Object point labels

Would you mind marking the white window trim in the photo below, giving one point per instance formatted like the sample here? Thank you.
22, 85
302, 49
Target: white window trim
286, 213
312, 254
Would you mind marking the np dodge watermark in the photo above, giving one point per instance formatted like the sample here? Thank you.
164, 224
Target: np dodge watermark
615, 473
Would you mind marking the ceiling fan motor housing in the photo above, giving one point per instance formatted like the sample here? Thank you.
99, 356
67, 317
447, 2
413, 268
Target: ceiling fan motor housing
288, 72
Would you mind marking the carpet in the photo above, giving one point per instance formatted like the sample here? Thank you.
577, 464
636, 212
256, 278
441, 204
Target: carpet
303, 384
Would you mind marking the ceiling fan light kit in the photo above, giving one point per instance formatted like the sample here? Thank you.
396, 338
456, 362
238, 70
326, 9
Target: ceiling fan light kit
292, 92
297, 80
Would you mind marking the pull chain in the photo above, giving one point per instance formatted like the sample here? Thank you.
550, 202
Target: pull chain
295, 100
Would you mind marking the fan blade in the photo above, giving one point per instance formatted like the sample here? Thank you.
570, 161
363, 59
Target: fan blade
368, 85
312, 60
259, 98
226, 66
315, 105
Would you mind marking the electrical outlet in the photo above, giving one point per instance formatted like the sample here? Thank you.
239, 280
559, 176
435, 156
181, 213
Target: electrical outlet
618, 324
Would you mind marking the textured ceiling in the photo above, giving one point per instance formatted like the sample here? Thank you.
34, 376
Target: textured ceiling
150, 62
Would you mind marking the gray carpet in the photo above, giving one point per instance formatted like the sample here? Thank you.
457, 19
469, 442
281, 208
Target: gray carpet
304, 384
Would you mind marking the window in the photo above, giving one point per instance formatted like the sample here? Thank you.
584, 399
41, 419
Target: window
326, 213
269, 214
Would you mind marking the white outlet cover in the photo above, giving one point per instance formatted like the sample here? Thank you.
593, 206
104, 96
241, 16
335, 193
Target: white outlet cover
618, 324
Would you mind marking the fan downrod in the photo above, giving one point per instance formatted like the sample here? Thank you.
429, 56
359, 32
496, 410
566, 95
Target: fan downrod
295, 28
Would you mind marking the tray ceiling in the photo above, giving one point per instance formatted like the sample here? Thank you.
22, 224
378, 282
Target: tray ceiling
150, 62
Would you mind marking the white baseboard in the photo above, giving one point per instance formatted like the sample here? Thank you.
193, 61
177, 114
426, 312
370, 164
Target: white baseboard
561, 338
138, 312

What you need to do:
Please copy every line above word for word, changing nothing.

Result for this task:
Would you mind marking the white window trim in the photo below, giving one point per instance formatted like the sample here? Thank you.
22, 85
302, 49
Target: white window trim
286, 213
312, 254
Would you mind marking the np dodge watermark in the photo above, giving one point per instance formatted like the sample here? Thank you.
164, 224
Target: np dodge watermark
615, 473
Would you mind marking the ceiling fan motor housing in the photo above, giving one point per instance formatted like the sample here? Thank you.
99, 356
67, 317
447, 2
413, 268
Target: ceiling fan motor housing
288, 72
Would you mind marking the carpet in the photo above, giving one point per instance formatted like the sample here? Thank you.
577, 464
636, 212
256, 278
441, 204
Target: carpet
303, 384
Would you mind marking the ceiling fan light kit in the photo above, giving one point per instance formatted like the sample here? Thank you.
396, 338
456, 362
238, 70
326, 9
Target: ceiling fan light kit
292, 92
297, 80
Would you mind marking the pull chain in the photo above, giving one point per instance formatted like the sample here? Thank you.
550, 202
Target: pull chain
295, 100
Would you mind marking the fan blade in the photo above, giving one point per instance formatted like the sample here? Thank you.
570, 161
363, 59
Target: fan blade
368, 85
312, 60
259, 98
226, 66
315, 105
Would you mind marking the electrical outlet in the photo above, giving one point per instance formatted like the sample here? Thank you.
239, 280
559, 176
435, 156
181, 213
Target: electrical outlet
618, 324
Would you mind marking the textured ceiling in the photo above, giving one point per instance formatted like the sample here? Thank you.
34, 376
Target: textured ceiling
150, 62
Would you mind marking the gray carpet in the photo above, giving one point per instance formatted like the sample here? Thank you.
457, 19
469, 442
281, 208
Target: gray carpet
304, 384
Would you mind marking the window in the photo above, giving one point per instance formatted like the sample here? Thank you.
584, 399
41, 419
Target: window
326, 213
269, 214
Would you mind marking the white outlet cover in the photo above, giving one point per instance formatted like the sample here? Thank you.
593, 206
104, 96
241, 16
335, 193
Target: white outlet cover
618, 324
Would you mind marking the fan downrod in the photo above, giving one point per instance formatted like the sample here? Thank you.
429, 56
359, 32
496, 410
566, 95
Target: fan downrod
295, 28
Would you mind marking the tray ceiling in the photo above, giving one point per instance formatted like the sample here? Thank you.
22, 224
378, 282
Target: tray ceiling
150, 62
Would you mind marking the white baseboard in the photo above, giving one point per instance formatted like the sample here? Thank you.
193, 61
177, 114
426, 312
370, 164
Target: white baseboard
561, 338
138, 312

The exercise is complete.